SOURCE TEXT
- - - - - - -

Thursday, 28 May 2009

The Order of the Collar of Saint Agatha - Part IV

Saint Agatha of Sicily, whose death is traditionally said to have taken place in the year 251, Saint Agatha is regarded as a Christian Saint whose memorial is commemorated on the 5th of February of each year . Agatha was born in Catania, and she was allegedly a sacrificial victim on 251 as history tells us. . She is one of seven ladies, not including the Blessed Virgin Mary, who are commemorated by name in the Canon of the Catholic Church.

Agatha is buried at the Badia di Sant'Agata, in Catania. Her written legend, created to support her existing cultus, is comprised of "straightforward accounts of interrogation, torture, resistance, and triumph which constitute some of the earliest hagiographic literature" . According to legend, having dedicated her virginity to God, Agatha, rich and noble rejected the amorous advances of the low-born Roman prefect, Quintinianus, and was therefore persecuted by him for her Christian faith. She was handed over to Aphrodisia, the keeper of a brothel, and her nine daughters, but in response to their threats and entreaties to sacrifice to the idols and submit to Quintianus, she responded:

"My courage and my thought be so firmly founded upon the firm stone of Jesu Christ, that for no pain it may not be changed; your words be but wind, your promises be but rain, and your menaces be as rivers that pass, and how well that all these things hurtle at the foundement of my courage, yet for that it shall not move".

Among the tortures which she had to endure was the cutting off of her breasts which was and still is a barbaric act of cruelty. In the meantime, an apparition of Saint Peter cured her. Saint Agatha died in prison, according to the Legenda Aurea in "the year of our Lord two hundred and fifty-three in the time of Decius, the emperor of Rome."

Saint Agatha is often depicted iconographically carrying her excised breasts on a platter, as portrayed by Bernardino Luini's Saint Agatha in the Galleria Borghese, Rome, in which Agatha sweetly contemplates the breasts on a standing salver held in her hand, an impressive and bone chilling ilustration by any standard. The shape of her amputated breasts, especially as depicted in artistic renderings, gave rise to her attribution as the patron saint of bell-founders and as the patron saint of bakers, whose loaves were blessed at her feast day. More recently, she has been venerated as patron saint of breast cancer patients, a simbol recognized worldwide.

- - - - - - -

WORK INSTRUCTIONS
Reproduce word for word everything in the post on Saint Agatha from "Saint Agatha is often" down to "simbol recognized worldwide.".

Collected data entries
- - - - - - -

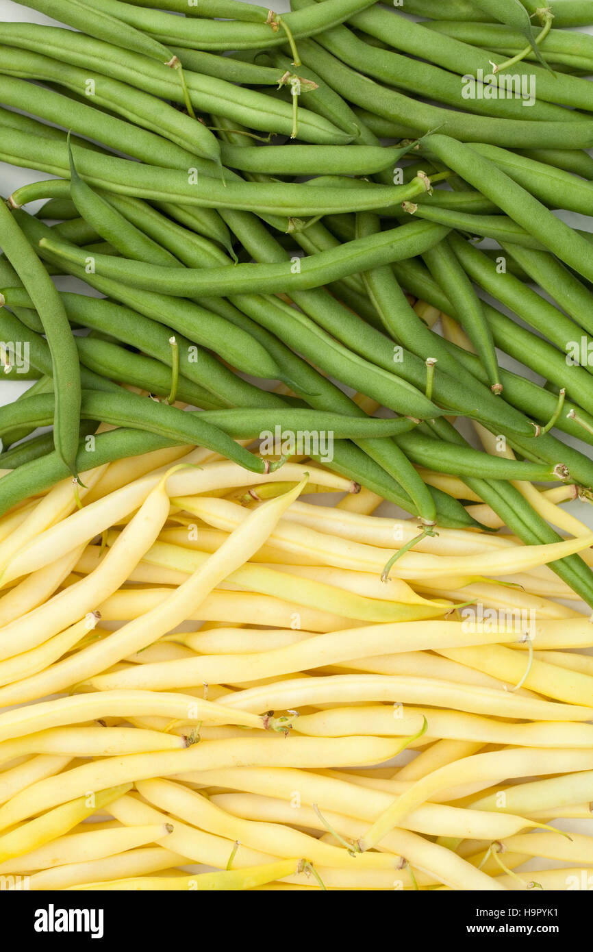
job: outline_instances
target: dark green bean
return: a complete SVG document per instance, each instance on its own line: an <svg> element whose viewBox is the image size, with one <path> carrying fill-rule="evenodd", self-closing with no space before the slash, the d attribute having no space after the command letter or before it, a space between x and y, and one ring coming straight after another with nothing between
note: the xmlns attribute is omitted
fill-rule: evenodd
<svg viewBox="0 0 593 952"><path fill-rule="evenodd" d="M78 352L60 296L14 216L0 202L2 247L39 313L51 353L55 380L55 448L73 476L78 446L80 367Z"/></svg>

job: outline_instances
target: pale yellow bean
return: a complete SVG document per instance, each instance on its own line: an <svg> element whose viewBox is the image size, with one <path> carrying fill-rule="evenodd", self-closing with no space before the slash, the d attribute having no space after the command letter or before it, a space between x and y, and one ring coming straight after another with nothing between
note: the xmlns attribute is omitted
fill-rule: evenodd
<svg viewBox="0 0 593 952"><path fill-rule="evenodd" d="M221 700L230 707L254 712L293 710L305 704L390 701L439 704L474 714L539 721L590 721L593 717L591 707L520 697L486 687L372 674L293 679L277 685L236 691Z"/></svg>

- - - - - - -

SOLUTION TO THE EXERCISE
Saint Agatha is often depicted iconographically carrying her excised breasts on a platter, as portrayed by Bernardino Luini's Saint Agatha in the Galleria Borghese, Rome, in which Agatha sweetly contemplates the breasts on a standing salver held in her hand, an impressive and bone chilling ilustration by any standard. The shape of her amputated breasts, especially as depicted in artistic renderings, gave rise to her attribution as the patron saint of bell-founders and as the patron saint of bakers, whose loaves were blessed at her feast day. More recently, she has been venerated as patron saint of breast cancer patients, a simbol recognized worldwide.